▸ **PAGE**:
1. Aspects to be recorded


A usage event takes place when a user downloads a document which is managed in an institutional repository, or when a user view the metadata that is associated with this document, see also figure 1.



Figure 1.


The user may have arrived at this document through the mediation of a referrer. This is typically a search engine, such as Google or Yahoo.


The aim of the SURFShare SURE project is to describe the highlighted entities that are involved in the usage event as fully as possible. The event took place in a certain country, at a certain time on a certain date, and from a machine which a certain IP-address. In the JISC Usage Statistics Review,[1|http://www.surffoundation.nl/#_ftn1] which was released in September 2008, it is stipulated that the following items of information must minimally be captured:



In line with these JISC recommendations, it has been decided in the SURF SURE project to provide the following data elements:


Data element

Description

IP-address of requestor

Providing the full IP-address is not permitted by international copyright laws. For this reason, the IP-address needs to be encrypted.

C-class Subnet

When the IP-address is encrypted, this will have the disadvantage that information on the geographic location, for instance, can no longer be derived. For this reason, the Class subnet, being the first three most significant bits from the IP-address must also be provided.

Geographic location

The country from which the request originated is also provided explicitly.

▸ **MATERIAL SUPPLIED**:

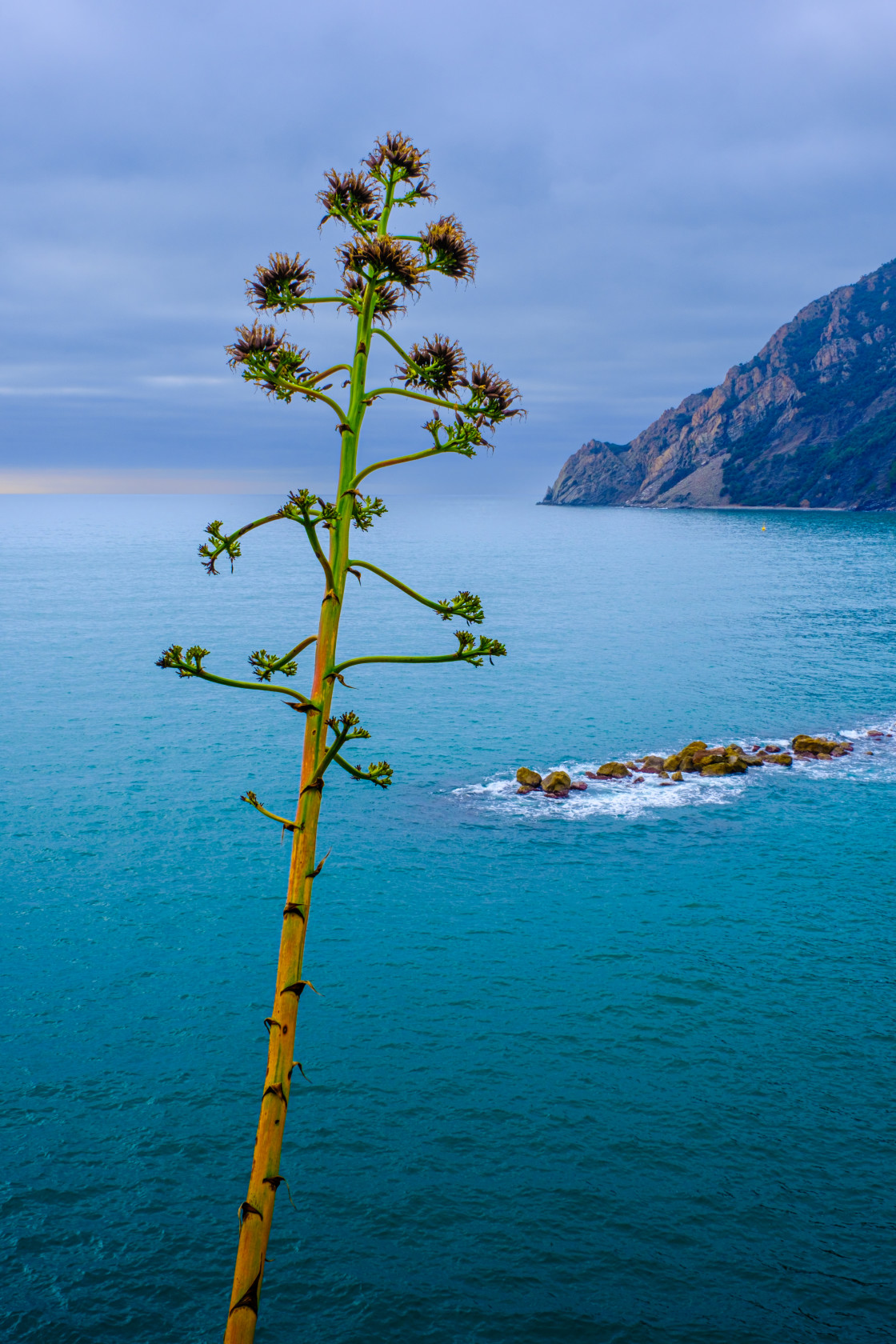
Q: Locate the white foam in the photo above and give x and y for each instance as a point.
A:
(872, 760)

---

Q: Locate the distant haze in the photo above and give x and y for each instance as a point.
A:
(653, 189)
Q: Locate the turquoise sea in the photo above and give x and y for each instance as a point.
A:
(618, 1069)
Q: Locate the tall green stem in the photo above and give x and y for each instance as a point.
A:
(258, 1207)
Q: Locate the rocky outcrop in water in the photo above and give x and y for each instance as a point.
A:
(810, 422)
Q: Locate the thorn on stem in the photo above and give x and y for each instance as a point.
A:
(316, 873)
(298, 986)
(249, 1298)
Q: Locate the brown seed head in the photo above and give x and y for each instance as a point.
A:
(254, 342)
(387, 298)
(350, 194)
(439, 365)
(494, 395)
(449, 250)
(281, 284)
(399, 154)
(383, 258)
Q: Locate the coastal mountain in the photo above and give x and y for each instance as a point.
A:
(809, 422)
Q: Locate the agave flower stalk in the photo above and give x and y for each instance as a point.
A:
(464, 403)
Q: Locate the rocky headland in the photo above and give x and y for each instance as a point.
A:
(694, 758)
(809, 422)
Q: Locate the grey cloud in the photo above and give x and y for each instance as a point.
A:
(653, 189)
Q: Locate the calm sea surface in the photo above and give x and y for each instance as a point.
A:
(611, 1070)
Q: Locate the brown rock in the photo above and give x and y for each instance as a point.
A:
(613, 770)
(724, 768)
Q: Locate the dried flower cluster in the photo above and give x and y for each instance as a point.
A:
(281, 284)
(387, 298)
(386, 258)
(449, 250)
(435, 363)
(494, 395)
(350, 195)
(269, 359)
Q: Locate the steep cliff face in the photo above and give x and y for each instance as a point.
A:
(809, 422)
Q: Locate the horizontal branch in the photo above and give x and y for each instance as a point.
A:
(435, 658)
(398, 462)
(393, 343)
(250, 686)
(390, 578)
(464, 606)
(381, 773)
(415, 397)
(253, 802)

--

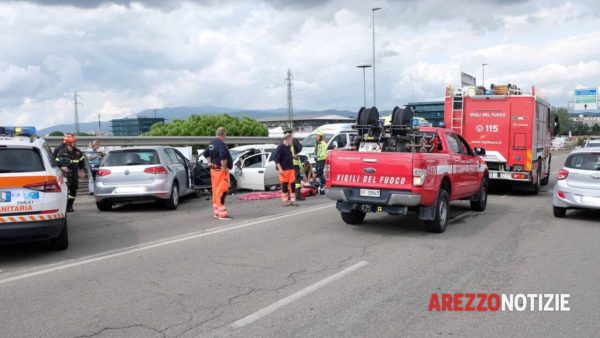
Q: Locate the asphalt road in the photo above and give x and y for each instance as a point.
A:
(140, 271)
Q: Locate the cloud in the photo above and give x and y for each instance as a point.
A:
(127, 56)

▸ **GIVEN INSTRUCTION**: Write out the usage statistics page word for word, beginning at the words "C-class Subnet" and stopping after "also provided explicitly.". The rows come from a different source than the usage statistics page.

▸ **FINISHED TASK**:
C-class Subnet

When the IP-address is encrypted, this will have the disadvantage that information on the geographic location, for instance, can no longer be derived. For this reason, the Class subnet, being the first three most significant bits from the IP-address must also be provided.

Geographic location

The country from which the request originated is also provided explicitly.